* EXERCISE BRIEF *
Copy every line of the listing below word for word, leaving out the pictures.

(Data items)
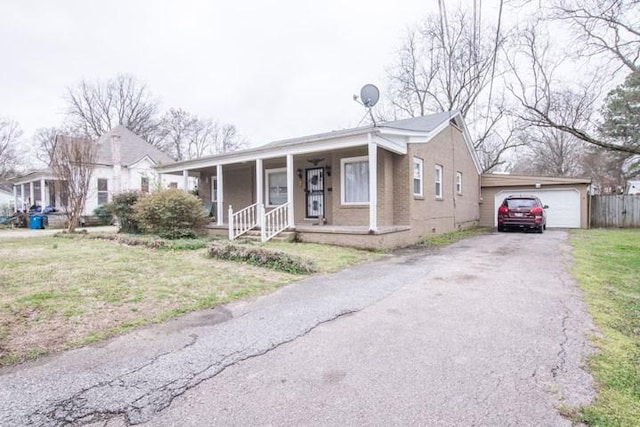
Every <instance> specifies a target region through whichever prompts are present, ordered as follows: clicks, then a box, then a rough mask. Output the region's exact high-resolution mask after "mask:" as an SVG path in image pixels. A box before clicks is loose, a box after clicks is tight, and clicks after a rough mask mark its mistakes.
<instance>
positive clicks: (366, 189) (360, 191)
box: [340, 156, 369, 205]
mask: <svg viewBox="0 0 640 427" xmlns="http://www.w3.org/2000/svg"><path fill="white" fill-rule="evenodd" d="M340 171H341V173H340V190H341V191H340V194H341V197H340V199H341V202H342V204H343V205H362V204H366V203H369V157H368V156H362V157H349V158H344V159H341V160H340Z"/></svg>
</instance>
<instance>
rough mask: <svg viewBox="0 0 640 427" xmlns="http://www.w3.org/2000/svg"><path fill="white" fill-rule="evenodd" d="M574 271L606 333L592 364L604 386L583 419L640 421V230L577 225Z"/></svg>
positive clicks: (580, 414) (632, 421) (604, 332)
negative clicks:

* EXERCISE OUTPUT *
Every <instance> specifies a target region through whichever prompts are present, ordered as follows: clicks, then a box, then a rough mask. Output the region's exact high-resolution mask after "mask:" as an SVG path in image pixels. A box before clicks is loose, a box after clicks is tight, and clicks after a rough mask mark its mistakes.
<instance>
positive clicks: (366, 189) (360, 191)
box: [340, 156, 369, 205]
mask: <svg viewBox="0 0 640 427" xmlns="http://www.w3.org/2000/svg"><path fill="white" fill-rule="evenodd" d="M340 171H341V173H340V190H341V191H340V194H341V197H340V199H341V202H342V204H343V205H362V204H366V203H369V157H368V156H362V157H349V158H344V159H341V160H340Z"/></svg>
</instance>
<instance>
rough mask: <svg viewBox="0 0 640 427" xmlns="http://www.w3.org/2000/svg"><path fill="white" fill-rule="evenodd" d="M574 271L606 333L592 364L604 386L583 419L640 421V230L577 225Z"/></svg>
positive clicks: (580, 414) (632, 421) (604, 332)
negative clicks:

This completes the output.